» **Text zur Analyse**
■ ■ ■ ■

Kultur | Salto Afternoon

Alles „nur“ ein Spiel?

Das Spiel ist der gemeinsame Nenner der Gruppenausstellung im Spazio Cut. Ist „play escapes“ damit in der Kindheit stehen geblieben oder gelingt eine Flucht nach vorn?
Play Escapes:
Foto: Tiberio Sorvillo
Sollen mehr als ein Dutzend Künstler mit 19 Werken auf engem Raum miteinander auskommen, so braucht es Lösungsansätze, um welche sich die Kuratoren Maximilian Pellizzari sichtlich bemüht haben. Der Spazio Cut (Raingasse 17) nutzt das Prinzip Spiel als sozialen Klebstoff um eine, vor verschiedenen Arbeitsweisen und Köpfen wimmelnden Schau, zusammenzuhalten. Abgetrennt vom Friseursalon wird die Ausstellung durch das Werk eines Fotografen, den man sonst in der Südtiroler Kunst- und  Kulturszene am Ende eines Bildtexts findet.
Tiberio Sorvillos „Gonfiabili“ ist der Druck einer Luftburgen-Landschaft auf einem Vorhang aus Luftpolsterfolie. Wir kommen nicht umhin, beim Betreten der Ausstellung durch seine Kunst berührt zu werden, gleichzeitig muss man aber den kindlichen Impuls unterdrücken, die einzelnen Blasen des Verpackungsmaterials für ihr charakteristisches „Poppen“ zu zerquetschen.
 
Play Escapes:
Play Escapes: Wer Berührungsängste zu Kunst hat, muss draußen bleiben. Sorvillos Fotoarbeit wurde, wie die anderen Ausstellungsfotos durch Tiberio Sorvillo dokumentiert. | Foto: Tiberio Sorvillo
 
Ein weiteres raumbestimmendes Werk stammt von Heinz Mader. Der Aufdruck „Lachraum“ auf einem Banner der Stirnseite des Raumes kann als Aufforderung verstanden werden, dies alles nicht zu ernst zu nehmen. Am Weg dorthin kommt man, es darf hier nicht fehlen, an einem Ölpastell von Thomas Grandi vorbei - der passende Name für das knallig bunte Gemälde, welches ein wenig an ein Spielfeld erinnert: „Mensch Ärgere Mich Nicht“.
Auch mit von der Partie ist, mit fünf schüchtern kleinen Miniaturen aus gefundenen Objekten, die frisch gebackene Paul Flora Preisträgerin Sophia Mairer, die Plastik und natürliche Materialien wie Rinde, Stein oder einen Kastanienigel zusammenfügt. Ein Spiel mit Kontrasten, das gefallen kann aber nicht muss.

■ ■ ■ ■

» **Vorliegende Einträge**

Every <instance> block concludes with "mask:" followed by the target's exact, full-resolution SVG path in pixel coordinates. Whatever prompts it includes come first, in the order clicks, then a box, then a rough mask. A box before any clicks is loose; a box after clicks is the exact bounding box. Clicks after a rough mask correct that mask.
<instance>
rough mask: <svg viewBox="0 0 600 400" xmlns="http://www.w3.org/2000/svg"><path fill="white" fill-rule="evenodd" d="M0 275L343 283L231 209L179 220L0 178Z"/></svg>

■ ■ ■ ■

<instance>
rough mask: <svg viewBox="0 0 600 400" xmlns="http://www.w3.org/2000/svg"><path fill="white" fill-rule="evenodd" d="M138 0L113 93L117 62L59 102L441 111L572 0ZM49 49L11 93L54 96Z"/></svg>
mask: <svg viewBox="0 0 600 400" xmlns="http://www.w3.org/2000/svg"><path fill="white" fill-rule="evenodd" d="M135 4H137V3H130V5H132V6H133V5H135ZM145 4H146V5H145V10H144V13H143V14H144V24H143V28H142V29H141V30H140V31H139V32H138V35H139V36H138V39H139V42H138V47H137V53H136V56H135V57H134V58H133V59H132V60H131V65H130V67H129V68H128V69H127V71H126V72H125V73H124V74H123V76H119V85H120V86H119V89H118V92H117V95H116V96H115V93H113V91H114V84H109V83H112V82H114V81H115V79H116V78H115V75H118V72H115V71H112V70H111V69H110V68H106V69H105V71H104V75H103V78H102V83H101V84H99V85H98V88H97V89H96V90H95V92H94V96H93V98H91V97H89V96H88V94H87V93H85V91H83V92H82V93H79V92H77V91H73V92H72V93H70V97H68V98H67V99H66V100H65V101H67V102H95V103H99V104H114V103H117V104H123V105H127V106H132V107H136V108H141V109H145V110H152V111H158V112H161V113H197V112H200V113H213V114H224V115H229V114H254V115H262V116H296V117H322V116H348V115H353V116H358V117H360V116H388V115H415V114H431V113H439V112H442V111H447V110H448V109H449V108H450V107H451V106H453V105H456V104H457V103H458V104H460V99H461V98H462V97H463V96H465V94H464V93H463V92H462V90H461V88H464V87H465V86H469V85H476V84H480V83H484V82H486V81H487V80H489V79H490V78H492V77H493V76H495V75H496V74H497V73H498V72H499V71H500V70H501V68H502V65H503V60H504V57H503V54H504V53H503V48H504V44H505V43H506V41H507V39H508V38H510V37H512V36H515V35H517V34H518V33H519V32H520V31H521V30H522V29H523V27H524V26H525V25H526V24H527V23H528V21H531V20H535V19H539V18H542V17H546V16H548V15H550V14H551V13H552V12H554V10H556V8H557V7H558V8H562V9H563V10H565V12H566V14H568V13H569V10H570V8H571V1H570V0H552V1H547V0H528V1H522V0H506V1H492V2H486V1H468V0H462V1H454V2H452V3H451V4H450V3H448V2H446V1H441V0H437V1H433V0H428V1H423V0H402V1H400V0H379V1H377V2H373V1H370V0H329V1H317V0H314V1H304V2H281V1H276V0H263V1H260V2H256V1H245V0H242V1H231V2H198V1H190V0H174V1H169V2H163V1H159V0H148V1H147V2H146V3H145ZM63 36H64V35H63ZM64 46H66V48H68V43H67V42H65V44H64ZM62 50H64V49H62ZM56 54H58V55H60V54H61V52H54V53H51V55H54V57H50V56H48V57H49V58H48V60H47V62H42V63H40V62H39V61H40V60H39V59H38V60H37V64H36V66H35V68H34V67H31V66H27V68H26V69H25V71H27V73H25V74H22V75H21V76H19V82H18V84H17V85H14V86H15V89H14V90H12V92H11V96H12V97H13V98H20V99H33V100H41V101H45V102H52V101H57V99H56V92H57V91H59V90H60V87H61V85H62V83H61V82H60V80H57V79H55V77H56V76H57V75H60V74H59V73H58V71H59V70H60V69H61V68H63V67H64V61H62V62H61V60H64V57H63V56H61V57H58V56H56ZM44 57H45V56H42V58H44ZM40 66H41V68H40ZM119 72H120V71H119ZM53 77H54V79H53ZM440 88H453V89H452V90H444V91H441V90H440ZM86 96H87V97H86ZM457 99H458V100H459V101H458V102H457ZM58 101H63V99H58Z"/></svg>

■ ■ ■ ■

» **Offene Aufgaben**
(A) Was ist laut dem Text über „play escapes“ auf den Vorhang aus Luftpolsterfolie gedruckt?
(B) Prüfen Sie, ob die folgenden Aussagen mit dem Text über „play escapes“ übereinstimmen. Antworten Sie jeweils mit Ja oder Nein und zitieren Sie die entscheidenden Worte des Textes.
(i) Auf dem Banner von Heinz Mader steht „Lachraum“.
(ii) Das Gemälde von Thomas Grandi ist ein Aquarell.
(iii) Sophia Mairer ist mit fünf Miniaturen aus gefundenen Objekten vertreten.
(C) Schreiben Sie den Text über „play escapes“ im Anschluss an seinen letzten Satz weiter.

» **Ihre Antworten**
(A) Eine Luftburgen-Landschaft.

(B)
(i) Ja: „Der Aufdruck „Lachraum“ auf einem Banner der Stirnseite des Raumes“
(ii) Nein: „an einem Ölpastell von Thomas Grandi vorbei“
(iii) Ja: „mit fünf schüchtern kleinen Miniaturen aus gefundenen Objekten“

(C)
Zu den innovativsten Beiträgen zählen sicher jene von Isa Schieche, welche zwei Werke in der Ausstellung platziert, mit denen Interaktion nicht nur erlaubt, sondern sogar erwünscht ist. Eine „Kussflöte“ und ein eigens entwickeltes Spiel mit dem sprechenden Namen „O“. Bei der Kussflöte muss man seine Lippen an den Mund eines Holzkopfes annähern und pusten: Aus dem Pusten wird ein Pfeifen, welches aus den Ohren kommt. Das Spiel „O“, bestehend aus einer Ledermatte und sieben Aluminiumröhren, ist ein runden-basiertes Spiel für zwei Spieler:innen mit recht komplexen Regeln, bei dem sich die beiden Kontrahenten rund um den Tisch bewegen (und sich dabei über die Regeln austauschen, die auf einem DIN-A4 Blatt leicht lückenhaft erklärt werden). Den Namen hat das Spiel von den kreisförmigen Abdrücken, welche am Leder von den Zylindern hinterlassen werden.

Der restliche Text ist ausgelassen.